═════ Task data
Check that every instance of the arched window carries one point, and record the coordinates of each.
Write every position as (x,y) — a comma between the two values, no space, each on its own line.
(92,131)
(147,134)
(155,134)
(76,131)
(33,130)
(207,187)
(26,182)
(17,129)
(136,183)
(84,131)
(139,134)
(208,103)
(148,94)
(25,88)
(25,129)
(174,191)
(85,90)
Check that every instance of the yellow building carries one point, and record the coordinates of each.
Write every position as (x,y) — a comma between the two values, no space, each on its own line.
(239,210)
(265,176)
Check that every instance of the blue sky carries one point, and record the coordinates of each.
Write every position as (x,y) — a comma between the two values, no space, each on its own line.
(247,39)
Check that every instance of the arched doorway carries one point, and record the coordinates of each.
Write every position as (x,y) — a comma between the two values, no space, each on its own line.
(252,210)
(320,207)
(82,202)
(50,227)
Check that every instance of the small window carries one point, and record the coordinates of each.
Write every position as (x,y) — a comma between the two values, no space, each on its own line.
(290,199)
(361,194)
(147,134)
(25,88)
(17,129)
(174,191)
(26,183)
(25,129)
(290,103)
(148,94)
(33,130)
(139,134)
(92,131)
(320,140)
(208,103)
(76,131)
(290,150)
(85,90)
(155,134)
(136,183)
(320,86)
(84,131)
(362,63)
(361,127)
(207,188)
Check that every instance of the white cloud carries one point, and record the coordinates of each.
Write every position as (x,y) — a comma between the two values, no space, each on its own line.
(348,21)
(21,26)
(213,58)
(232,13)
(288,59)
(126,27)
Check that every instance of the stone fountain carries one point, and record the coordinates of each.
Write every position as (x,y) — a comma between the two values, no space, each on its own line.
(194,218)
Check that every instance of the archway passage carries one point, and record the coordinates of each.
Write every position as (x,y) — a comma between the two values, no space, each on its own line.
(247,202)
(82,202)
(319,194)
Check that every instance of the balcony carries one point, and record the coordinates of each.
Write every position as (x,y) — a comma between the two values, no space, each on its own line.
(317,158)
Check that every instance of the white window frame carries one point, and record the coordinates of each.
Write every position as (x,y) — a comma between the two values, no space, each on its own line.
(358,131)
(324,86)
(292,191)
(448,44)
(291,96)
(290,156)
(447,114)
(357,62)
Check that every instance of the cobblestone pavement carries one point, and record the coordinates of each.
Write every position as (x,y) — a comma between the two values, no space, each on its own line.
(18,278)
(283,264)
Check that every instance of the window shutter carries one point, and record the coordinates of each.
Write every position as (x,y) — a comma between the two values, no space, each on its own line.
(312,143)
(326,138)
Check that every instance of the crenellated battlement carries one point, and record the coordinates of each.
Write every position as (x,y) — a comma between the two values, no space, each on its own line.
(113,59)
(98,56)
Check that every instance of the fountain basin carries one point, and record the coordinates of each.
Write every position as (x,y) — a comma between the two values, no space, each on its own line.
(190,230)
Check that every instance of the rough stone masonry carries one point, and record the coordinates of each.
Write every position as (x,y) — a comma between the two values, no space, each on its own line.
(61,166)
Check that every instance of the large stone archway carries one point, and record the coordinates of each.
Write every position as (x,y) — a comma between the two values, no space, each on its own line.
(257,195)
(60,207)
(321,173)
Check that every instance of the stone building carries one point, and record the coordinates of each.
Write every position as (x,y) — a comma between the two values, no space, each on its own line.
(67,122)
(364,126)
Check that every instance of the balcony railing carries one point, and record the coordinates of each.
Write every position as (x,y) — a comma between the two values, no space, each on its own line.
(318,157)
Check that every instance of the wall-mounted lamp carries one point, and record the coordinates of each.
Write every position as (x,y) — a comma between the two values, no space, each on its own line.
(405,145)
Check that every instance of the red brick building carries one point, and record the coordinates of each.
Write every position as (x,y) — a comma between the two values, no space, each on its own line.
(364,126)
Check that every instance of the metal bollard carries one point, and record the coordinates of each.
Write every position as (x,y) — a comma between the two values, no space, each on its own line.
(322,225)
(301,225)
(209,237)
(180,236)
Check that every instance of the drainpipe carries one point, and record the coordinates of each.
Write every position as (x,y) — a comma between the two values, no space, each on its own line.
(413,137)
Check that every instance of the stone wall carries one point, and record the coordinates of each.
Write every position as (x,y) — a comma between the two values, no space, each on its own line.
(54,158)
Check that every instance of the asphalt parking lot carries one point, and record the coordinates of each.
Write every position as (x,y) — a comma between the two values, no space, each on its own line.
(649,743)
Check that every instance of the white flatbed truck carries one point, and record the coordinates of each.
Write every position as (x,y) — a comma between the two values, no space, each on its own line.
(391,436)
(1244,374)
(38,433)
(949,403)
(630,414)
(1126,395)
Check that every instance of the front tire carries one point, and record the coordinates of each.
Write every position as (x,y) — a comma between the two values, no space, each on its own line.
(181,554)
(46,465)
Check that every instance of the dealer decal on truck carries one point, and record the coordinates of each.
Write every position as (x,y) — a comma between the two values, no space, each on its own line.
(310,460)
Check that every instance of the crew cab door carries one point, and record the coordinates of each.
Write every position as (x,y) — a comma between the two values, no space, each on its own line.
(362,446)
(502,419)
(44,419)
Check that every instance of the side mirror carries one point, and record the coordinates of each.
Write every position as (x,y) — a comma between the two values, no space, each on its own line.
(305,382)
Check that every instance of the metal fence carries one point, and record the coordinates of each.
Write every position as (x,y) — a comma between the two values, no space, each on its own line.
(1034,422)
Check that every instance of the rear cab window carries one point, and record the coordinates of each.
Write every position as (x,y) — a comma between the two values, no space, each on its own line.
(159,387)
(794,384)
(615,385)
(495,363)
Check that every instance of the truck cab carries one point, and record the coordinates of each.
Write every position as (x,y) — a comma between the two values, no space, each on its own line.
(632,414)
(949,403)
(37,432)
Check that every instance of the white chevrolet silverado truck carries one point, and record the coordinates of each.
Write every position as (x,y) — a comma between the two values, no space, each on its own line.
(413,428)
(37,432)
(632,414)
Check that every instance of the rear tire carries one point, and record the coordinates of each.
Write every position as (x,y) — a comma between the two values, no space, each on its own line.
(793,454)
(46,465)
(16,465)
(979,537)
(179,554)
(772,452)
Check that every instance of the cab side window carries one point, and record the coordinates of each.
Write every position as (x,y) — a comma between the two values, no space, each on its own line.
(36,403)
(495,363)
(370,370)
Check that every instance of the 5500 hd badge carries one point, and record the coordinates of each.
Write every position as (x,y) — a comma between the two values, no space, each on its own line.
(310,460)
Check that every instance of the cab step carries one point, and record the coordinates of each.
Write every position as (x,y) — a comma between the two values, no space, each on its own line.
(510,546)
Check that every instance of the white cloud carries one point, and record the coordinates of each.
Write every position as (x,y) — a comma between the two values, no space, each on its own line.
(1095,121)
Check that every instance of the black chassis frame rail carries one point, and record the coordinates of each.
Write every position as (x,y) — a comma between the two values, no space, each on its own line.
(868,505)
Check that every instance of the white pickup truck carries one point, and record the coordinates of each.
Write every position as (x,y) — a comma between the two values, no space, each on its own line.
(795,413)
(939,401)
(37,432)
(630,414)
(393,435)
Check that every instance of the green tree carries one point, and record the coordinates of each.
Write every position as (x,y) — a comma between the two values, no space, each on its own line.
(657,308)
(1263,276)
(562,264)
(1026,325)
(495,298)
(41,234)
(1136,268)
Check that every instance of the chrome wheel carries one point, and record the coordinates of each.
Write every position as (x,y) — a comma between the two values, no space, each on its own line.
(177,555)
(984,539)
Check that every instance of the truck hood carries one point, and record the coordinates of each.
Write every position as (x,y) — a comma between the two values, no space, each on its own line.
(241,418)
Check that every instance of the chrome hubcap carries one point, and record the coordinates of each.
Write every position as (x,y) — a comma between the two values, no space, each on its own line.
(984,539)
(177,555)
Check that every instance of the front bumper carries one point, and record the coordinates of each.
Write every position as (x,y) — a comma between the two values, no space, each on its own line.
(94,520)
══════════
Instructions to follow
All of the data above should be transcribed exactly.

Answer to the exercise
Check that every instance of the arched window carries one point, and record the coordinates of each.
Write every position as (x,y) — a comma between the two values, no space, each on its own line.
(92,131)
(147,134)
(155,134)
(76,131)
(33,130)
(207,187)
(26,182)
(17,129)
(136,183)
(84,131)
(139,134)
(208,103)
(148,94)
(25,88)
(25,129)
(174,191)
(85,90)
Check that every instance of the yellow building carries one point, and record the coordinates of each.
Write every position as (x,y) — a comma between the two values, no space, each on its own line.
(239,210)
(265,176)
Check that every instance of the blue sky carries one point, and record the coordinates of each.
Write every position as (x,y) — a comma between the two values, no space, each on its own line.
(247,39)
Check that every instance of the arched doorway carries one point, and record the coordinates of each.
Write every position as (x,y) — a comma between the two values, no space, each on its own line.
(252,210)
(320,207)
(82,202)
(50,227)
Check that every instance of the small window carries one point, and record the coordinates of each.
Write every position as (x,y) — a comma between the two values, no space, each on its own line.
(290,199)
(361,194)
(147,134)
(25,88)
(17,129)
(174,191)
(26,183)
(25,129)
(290,103)
(148,94)
(33,130)
(139,134)
(92,131)
(320,140)
(208,103)
(76,131)
(290,150)
(85,90)
(155,134)
(136,183)
(320,86)
(84,131)
(362,63)
(361,127)
(207,188)
Check that every instance of the white cloud carries one point, and record the coordinates of each.
Write every position as (x,y) — a comma between the two values, no space, each on its own line.
(348,21)
(21,26)
(213,58)
(232,13)
(288,59)
(126,27)
Check that every instance of the stone fountain carries one point, and record the coordinates of each.
Write every position as (x,y) — a comma between the two values, no space, each on its own line.
(194,218)
Check that every instance of the archway passage carries one point, and record the coordinates of each.
Write every position as (x,y) — a comma between the two values, no space, each on its own line.
(247,202)
(82,202)
(319,194)
Check that every instance of the balcony carries one point, and record the coordinates of each.
Write every position as (x,y) — a comma between the two values, no space, each on its own line.
(317,158)
Check that every instance of the white window frame carries one point, and record the coordinates of each.
Write every position as (x,y) — a comma between the two values, no space, each on its own line.
(358,131)
(324,86)
(292,191)
(448,44)
(291,96)
(290,156)
(447,114)
(357,62)
Check that every instance of the cobblestone pavement carries one point, and record the coordinates of each.
Write every position as (x,y) — a comma between the two values, no space, each on its own line.
(18,278)
(283,264)
Check that every instance of the window shutter carries one point, and record the coordinates of each.
Write every position as (x,y) — a comma between the two values, no space, each on its own line.
(312,143)
(326,138)
Check that every instance of the crenellated battlement carries one point, and record the coordinates of each.
Write every position as (x,y) — a comma between the two values, no space, each on its own line.
(113,59)
(98,56)
Check that every instance of the fountain basin carries one point, and record the coordinates of each.
Write every position as (x,y) — a comma between the two values, no space, each on its own line.
(190,230)
Check that every instance of the rough stone masonry carries one point, and record the coordinates of each.
Write every position as (x,y) — a comma between the two values, no space, each on its own line.
(61,166)
Check that every instance of the large stone archway carries one point, and record the coordinates of each.
Write every position as (x,y) — a comma between the two values, no space, each on its own line.
(257,195)
(60,207)
(321,173)
Check that every instance of the stone building carries one point, and record the coordinates of each.
Write every position as (x,y) — a comma between the two values, no space, each on its own line.
(67,122)
(364,126)
Check that every instance of the balcony railing carries one point, and record the coordinates of each.
Write every position as (x,y) — a comma between the two values, no space, each on its own line.
(318,157)
Check that every instance of the wall-mounted lamp carries one point, and record the coordinates of each.
Write every position as (x,y) — a comma between the two values, no space, each on its own line.
(405,145)
Check that every instance of the red brick building carries one point, and record the coordinates of each.
Write every position as (x,y) — a comma between the two values, no space, each on its own line.
(364,126)
Check that every instance of the metal bollard carries one point, and record the coordinates of each.
Write every position as (x,y) — a comma between the two values, no space, each on its own line.
(322,225)
(301,225)
(209,237)
(180,236)
Check that every instance of the drainpipe carries one point, and record the coordinates of each.
Write every position as (x,y) — a comma between the two values, no space, each on its own line.
(413,137)
Check that every instance of the stone wall carries one point, and record the coordinates of each.
Write every position as (x,y) — a comma between the two values, no space, each on its own line.
(54,158)
Check that every instance of the asphalt parking lot carries one point, and record the coordinates of each.
Write every position as (x,y) — a comma between the two values, no space, each on its own line.
(649,743)
Check that every instance of the white flatbed truck carries one point, and record the coordinates of each.
Write every position as (x,y) — a comma between the two values, no space, each on its own line.
(391,436)
(1244,374)
(38,433)
(949,403)
(630,414)
(1126,395)
Check that every instance of the front tire carries one point, and record the coordinates of each.
Write every position as (x,y) — a comma between the two values, no space, each on its own line.
(181,554)
(46,465)
Check that every instance of the dealer decal on truck carries one point, and record the coordinates of each.
Write every position as (x,y) — a comma between the two values, no space, each on its own line.
(310,460)
Check that every instance of the crew cab door carries one point, and record the coordinates of each.
Write every position as (x,y) — a comma between the two values, no space, each on its own line.
(362,446)
(502,419)
(44,419)
Check that every instance of the side mirror carries one point, and record the coordinates of each.
Write every position as (x,y) — a comma between the two values, no space, each on its own line.
(305,382)
Check that every instance of the metal fence carries one point, and record the coordinates of each.
Write every position as (x,y) — a comma between the two values, no space, each on its own line.
(1034,422)
Check that every instance of the rear cab window carries one point, and record the coordinates of each.
Write every position as (x,y) — a comma between the two values, no space, each on its own line.
(159,387)
(794,384)
(615,385)
(495,363)
Check that every instance of the truck cab carries one point, and record the coordinates of each.
Write every position as (x,y) — a comma between the two values, no space, each on its own line.
(632,414)
(949,403)
(37,432)
Check that every instance of the white chevrolet silverado truck carries one point, and record the coordinates of each.
Write every position as (x,y) — a comma between the two values, no space, each on its own line.
(413,428)
(37,432)
(632,414)
Check that every instance of the rear tire carries one point, and record the coordinates of each.
Write every position as (x,y) — a comma between the two values, no space, each on its own line.
(793,454)
(46,465)
(16,465)
(979,537)
(179,554)
(772,452)
Check that every instance of the cab side window carries one point, and record the coordinates of each.
Write every position as (x,y) — a comma between the two values, no space, each on its own line.
(36,403)
(495,363)
(370,370)
Check that every instance of the 5500 hd badge carries one point, and record the coordinates of each.
Write every position as (x,y) — a comma between the two values, no space, each on its own line.
(310,460)
Check that every instance of the cab step carries one point, and record the coordinates of each.
Write every position as (x,y) — a comma between the two values, no space, each on its own line.
(510,546)
Check that every instance of the white cloud carries one point, and record the coordinates of each.
Write every position as (x,y) — a comma between the two values, no space, each on its own line.
(1095,121)
Check that every instance of the black chassis frame rail carries one point, and record the coordinates of each.
Write every position as (x,y) — a comma between the two values, no space, each on its own line.
(868,505)
Check that every instance of the white pickup truck carries one point, and record the coordinates of each.
Write every position as (x,y) — a comma between the two values, no space, each on its own line.
(795,413)
(939,401)
(37,432)
(630,414)
(393,435)
Check that every instance of the green tree carries one point, and record the coordinates of each.
Write every position as (x,y) — a comma between the two values, no space, each on its own line.
(657,308)
(1263,276)
(562,264)
(1026,325)
(495,298)
(41,234)
(1136,268)
Check that every instance of the chrome wheel carries one point, and record the coordinates of each.
Write every position as (x,y) — a comma between the two values, no space, each on its own line.
(177,555)
(984,539)
Check that every instance of the truck hood carries one point, and record the coordinates of each.
Write every position as (x,y) — a comma between the two values, no space, each on its own line.
(241,418)
Check that every instance of the chrome hubcap carries one point, and record the coordinates of each.
Write every position as (x,y) — a comma between the two values, no space, each on its own line.
(984,539)
(177,555)
Check that every instance of the front bumper carries one point, and record the coordinates of each.
Write every position as (x,y) — a comma between the two values, no space, each on its own line.
(94,520)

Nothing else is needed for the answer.